## [Data rows]
┄┄┄┄┄┄┄┄┄┄
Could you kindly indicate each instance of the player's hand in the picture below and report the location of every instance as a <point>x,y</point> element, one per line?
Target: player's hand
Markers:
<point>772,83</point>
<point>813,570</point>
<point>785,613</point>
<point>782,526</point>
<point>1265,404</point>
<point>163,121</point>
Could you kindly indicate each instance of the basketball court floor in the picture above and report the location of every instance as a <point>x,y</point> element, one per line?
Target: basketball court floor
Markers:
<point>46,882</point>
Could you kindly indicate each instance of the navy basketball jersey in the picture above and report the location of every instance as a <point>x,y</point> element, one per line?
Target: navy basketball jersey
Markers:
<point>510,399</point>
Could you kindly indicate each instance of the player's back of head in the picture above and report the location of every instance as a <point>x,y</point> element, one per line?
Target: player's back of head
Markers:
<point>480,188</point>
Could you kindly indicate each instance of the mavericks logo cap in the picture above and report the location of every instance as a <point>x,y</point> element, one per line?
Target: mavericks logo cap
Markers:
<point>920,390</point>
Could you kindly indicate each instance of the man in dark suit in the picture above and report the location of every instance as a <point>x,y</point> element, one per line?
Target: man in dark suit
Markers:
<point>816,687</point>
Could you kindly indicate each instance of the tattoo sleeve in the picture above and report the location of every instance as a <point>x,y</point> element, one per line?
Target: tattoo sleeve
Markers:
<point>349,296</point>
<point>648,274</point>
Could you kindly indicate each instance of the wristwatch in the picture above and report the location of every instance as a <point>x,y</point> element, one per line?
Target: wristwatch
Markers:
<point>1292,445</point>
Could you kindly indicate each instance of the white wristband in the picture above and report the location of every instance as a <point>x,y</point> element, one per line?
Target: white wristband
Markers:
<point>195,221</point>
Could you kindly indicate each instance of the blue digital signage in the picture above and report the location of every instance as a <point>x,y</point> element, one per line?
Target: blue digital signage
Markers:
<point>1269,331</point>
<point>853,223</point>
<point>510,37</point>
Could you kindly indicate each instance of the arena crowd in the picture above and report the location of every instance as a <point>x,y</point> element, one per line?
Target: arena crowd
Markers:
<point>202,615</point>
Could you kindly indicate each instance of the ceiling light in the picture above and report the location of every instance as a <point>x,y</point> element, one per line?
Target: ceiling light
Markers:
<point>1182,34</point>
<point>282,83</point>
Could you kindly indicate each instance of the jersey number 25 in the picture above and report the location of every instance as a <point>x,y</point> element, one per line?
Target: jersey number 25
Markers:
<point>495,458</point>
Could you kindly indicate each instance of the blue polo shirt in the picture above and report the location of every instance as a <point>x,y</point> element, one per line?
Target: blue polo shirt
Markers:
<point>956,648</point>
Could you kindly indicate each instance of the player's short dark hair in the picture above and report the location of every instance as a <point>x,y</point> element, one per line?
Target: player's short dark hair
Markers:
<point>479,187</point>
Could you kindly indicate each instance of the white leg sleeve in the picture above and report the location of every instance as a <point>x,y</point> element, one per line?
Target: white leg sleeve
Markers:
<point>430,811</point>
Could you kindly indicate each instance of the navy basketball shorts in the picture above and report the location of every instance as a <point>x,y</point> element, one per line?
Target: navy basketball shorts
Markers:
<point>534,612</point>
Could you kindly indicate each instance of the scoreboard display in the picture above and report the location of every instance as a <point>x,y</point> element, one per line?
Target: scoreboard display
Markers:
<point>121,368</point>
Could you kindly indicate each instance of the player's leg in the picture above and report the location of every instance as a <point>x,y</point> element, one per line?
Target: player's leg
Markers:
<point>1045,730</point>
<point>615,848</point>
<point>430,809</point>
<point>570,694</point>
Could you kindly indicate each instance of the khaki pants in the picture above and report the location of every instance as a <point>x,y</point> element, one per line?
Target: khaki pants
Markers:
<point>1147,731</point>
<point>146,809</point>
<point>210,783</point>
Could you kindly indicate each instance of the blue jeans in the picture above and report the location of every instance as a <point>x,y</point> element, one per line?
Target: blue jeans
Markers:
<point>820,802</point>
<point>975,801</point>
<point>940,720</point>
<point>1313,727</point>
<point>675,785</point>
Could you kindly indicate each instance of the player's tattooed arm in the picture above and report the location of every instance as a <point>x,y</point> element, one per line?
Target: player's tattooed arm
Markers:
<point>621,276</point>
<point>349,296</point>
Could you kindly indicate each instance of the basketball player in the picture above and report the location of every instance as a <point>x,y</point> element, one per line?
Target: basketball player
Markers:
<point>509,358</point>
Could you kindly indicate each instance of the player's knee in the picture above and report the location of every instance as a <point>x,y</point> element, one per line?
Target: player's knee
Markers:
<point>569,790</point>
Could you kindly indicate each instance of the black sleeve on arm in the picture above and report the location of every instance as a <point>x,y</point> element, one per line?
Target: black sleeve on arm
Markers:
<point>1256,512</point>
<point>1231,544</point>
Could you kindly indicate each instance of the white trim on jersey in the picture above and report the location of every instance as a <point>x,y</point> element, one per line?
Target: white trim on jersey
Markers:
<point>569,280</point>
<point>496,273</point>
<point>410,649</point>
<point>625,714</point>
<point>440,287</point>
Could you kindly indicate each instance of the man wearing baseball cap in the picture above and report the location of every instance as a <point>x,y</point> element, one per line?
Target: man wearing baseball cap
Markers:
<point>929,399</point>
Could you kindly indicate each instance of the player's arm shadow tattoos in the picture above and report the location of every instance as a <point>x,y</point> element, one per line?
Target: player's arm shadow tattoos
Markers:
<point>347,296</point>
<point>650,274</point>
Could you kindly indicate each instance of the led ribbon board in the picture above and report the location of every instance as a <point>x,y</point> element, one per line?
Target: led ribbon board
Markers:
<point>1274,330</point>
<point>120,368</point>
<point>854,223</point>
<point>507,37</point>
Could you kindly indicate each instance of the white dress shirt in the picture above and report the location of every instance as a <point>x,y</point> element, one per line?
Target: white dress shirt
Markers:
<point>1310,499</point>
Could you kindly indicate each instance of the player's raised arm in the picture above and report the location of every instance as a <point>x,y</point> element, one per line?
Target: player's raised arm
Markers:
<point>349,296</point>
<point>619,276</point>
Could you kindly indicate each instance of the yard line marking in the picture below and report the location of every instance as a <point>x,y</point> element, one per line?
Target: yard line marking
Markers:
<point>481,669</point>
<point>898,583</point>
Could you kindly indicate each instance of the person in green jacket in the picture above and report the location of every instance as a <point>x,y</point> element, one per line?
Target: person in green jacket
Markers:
┄┄┄┄┄┄┄┄┄┄
## [Given exercise]
Rewrite the listing from the line with "Could you kindly indicate each instance of the man wearing" up to and including the line with "<point>1310,499</point>", replacing "Markers" with "Locations" and leaving everything else unchanged.

## [Finished task]
Could you kindly indicate each instance of the man wearing baseball cap in the picture above and report the location of every instance as a <point>x,y</point> element, one per line?
Target: man wearing baseball cap
Locations:
<point>929,399</point>
Could you kindly indicate each instance of the player's arm shadow tattoos in the picture above and report the location of every instance as a <point>x,y</point> element, one per line?
Target: player's arm shadow tattoos
Locations:
<point>347,296</point>
<point>650,274</point>
Could you kindly indicate each instance of the led ribbon board in the picture above and report the location of every instance as a <point>x,y</point> element, one per line?
Target: led ribbon board
Locations:
<point>1274,330</point>
<point>120,368</point>
<point>854,223</point>
<point>507,37</point>
Could you kindly indicate each instance of the white dress shirt in the picture above and report the location of every instance as a <point>x,y</point> element, one per line?
Target: white dress shirt
Locations:
<point>1310,499</point>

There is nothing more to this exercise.